- [Material for this task]
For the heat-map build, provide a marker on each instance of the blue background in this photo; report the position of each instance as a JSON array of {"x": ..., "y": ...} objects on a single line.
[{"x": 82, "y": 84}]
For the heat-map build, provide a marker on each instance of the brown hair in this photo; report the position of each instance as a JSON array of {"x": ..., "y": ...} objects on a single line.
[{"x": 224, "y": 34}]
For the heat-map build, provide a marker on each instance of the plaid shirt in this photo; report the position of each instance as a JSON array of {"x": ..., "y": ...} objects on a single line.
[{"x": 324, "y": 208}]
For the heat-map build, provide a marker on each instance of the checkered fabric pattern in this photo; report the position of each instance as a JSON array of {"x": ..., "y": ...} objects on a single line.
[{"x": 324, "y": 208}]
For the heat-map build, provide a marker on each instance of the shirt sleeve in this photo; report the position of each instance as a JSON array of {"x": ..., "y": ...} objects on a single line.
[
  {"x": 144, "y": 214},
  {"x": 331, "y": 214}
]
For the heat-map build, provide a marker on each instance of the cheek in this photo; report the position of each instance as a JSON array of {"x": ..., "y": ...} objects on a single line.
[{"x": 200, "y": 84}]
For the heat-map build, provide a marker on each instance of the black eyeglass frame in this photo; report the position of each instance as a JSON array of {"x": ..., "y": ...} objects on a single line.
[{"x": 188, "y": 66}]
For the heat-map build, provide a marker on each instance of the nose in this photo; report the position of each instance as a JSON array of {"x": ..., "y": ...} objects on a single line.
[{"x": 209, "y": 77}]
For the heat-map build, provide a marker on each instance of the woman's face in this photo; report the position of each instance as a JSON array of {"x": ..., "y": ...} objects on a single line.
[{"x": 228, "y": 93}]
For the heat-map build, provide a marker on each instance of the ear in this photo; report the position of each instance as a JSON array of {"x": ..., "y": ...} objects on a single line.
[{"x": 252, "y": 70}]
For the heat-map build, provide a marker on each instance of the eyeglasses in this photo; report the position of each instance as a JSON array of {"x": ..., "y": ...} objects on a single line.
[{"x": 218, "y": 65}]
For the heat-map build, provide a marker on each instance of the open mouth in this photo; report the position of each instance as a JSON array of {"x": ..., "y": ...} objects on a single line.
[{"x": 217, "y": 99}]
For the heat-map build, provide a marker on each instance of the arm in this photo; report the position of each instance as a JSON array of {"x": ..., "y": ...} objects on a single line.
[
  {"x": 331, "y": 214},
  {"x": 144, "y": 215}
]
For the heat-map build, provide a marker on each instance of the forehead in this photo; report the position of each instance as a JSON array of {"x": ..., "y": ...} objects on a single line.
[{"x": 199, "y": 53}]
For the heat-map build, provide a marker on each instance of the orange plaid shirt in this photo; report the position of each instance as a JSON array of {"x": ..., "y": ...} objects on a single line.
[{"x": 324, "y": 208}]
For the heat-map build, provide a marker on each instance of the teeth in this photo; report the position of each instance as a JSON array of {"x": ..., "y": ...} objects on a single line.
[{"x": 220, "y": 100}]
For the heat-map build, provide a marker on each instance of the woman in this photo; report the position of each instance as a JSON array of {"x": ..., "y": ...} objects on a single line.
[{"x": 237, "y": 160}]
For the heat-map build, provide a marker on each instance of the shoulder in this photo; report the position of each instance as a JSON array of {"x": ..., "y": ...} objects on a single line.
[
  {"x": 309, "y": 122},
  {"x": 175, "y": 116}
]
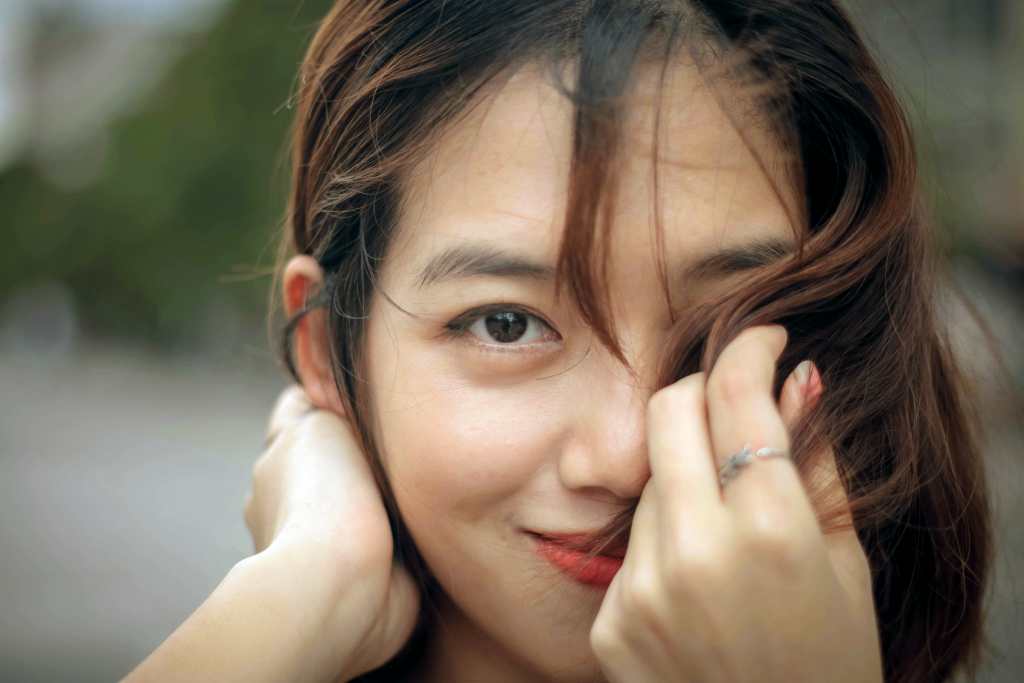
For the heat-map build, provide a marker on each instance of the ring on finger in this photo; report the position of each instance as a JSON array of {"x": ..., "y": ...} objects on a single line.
[{"x": 744, "y": 457}]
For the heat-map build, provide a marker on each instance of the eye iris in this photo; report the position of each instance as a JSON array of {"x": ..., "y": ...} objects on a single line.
[{"x": 507, "y": 326}]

- [Exercise objective]
Copy the data exactly. Pictures do not belong in the copy.

- [Response to the exercise]
For the heat-map build, provide a marker on each instance of the blue background in this photo; report the position of each instance as a JSON array of {"x": ..., "y": ...} objects on a single line.
[{"x": 82, "y": 84}]
For the heat-map build, provide a marker on each instance of the brown hair in this photo; report the position of each instance as a JSON array of {"x": ..., "y": ...} objects on a single line.
[{"x": 224, "y": 34}]
For the heat-map build, provide a marker on each instance of the plaid shirt in this photo; report the position of each instance as a JSON array of {"x": ..., "y": ...} objects on a single line.
[{"x": 324, "y": 208}]
For the heat-map build, provide a marker on each instance of the checkered fabric pattern in this photo; report the position of each instance as a JSON array of {"x": ..., "y": ...} objects on a single line.
[{"x": 324, "y": 208}]
For the heat-map build, provide a marker on each instance of the shirt sleeve in this photo; report the position of each instance as a JSON array of {"x": ..., "y": ...} objects on a single line.
[
  {"x": 144, "y": 214},
  {"x": 331, "y": 214}
]
For the heat-map build, provide a marker on each instance of the cheek in this photo; report the position of each instance as a JSON array of {"x": ..., "y": ...} objects on a single line.
[{"x": 200, "y": 84}]
For the heat-map build, provide a marker on each instance of the black eyeglass frame in this photo; report the position of each instance as a JSON array of {"x": ..., "y": ...} objects on a single line.
[{"x": 188, "y": 66}]
For the heat-map build, provide a marker on each instance of the nose in this photo; report the position of each instance as a JSON array of {"x": ..., "y": ...} objects on a single line.
[{"x": 209, "y": 77}]
For the heat-map build, provide a marker on each instance of the woman's face in this photo; report the position of each instance as a JSON array of {"x": ..., "y": ...} objects on a single line.
[{"x": 228, "y": 93}]
For the heat-map build, provide a marker on each instance of the ear in this photo; report the position of each instance as a JSON array of {"x": ..., "y": ...} objects on a single line.
[{"x": 252, "y": 70}]
For the heat-map build, provide a marker on each instance of the eyeglasses in this photo; report the position of each instance as a JSON array of {"x": ..., "y": ...} objects on a single line.
[{"x": 218, "y": 65}]
For the heat-map build, provide a marker on each instance of the open mouth in this photo; report the position of each instance as a JSON array of {"x": ..., "y": ...} objects on a single line.
[{"x": 217, "y": 99}]
For the heat-map build, provide a marker on each instance of the arm in this photo; report the position of each instance as a JSON array of {"x": ..., "y": ...} objects on a single line.
[
  {"x": 331, "y": 214},
  {"x": 144, "y": 215}
]
For the heat-map build, provide a marker on each instance of the forehead in this photo; report the position of each instance as a JSON array of {"x": ..., "y": ...} objects on a single line.
[{"x": 199, "y": 53}]
For the heat-map build, provide a marker on each instance of the orange plaid shirt in this photo; report the position of each instance as a JSON array of {"x": ..., "y": ...} objects on a single line.
[{"x": 324, "y": 208}]
For the heat-map build, provide a marker on each instance of the teeth in this photo; report the position of each instance as a JSON array of {"x": ..., "y": ...} objects on a single line.
[{"x": 220, "y": 100}]
For the heat-map build, provide a marker on each instance of the woman in this photo; report the position of each instance as a JSON array of {"x": ..., "y": ...} objects on a single line.
[{"x": 237, "y": 160}]
For the heat-map build, provide a marker on each instance of the shoulder in this photo; report the position of each instance as a JSON array of {"x": ..., "y": ...} objects on a single line.
[
  {"x": 309, "y": 122},
  {"x": 175, "y": 116}
]
For the heat-map build, provide a marker on each instance of the ring on finger in this photo; report the position of each instance as a JSON array of {"x": ..., "y": ...} objects on a single line.
[{"x": 744, "y": 457}]
For the heat-map build, provide a marker on each instance of the eye iris in this photo; report the position of each instance as a JSON array of {"x": ..., "y": ...} objects on a single line.
[{"x": 507, "y": 326}]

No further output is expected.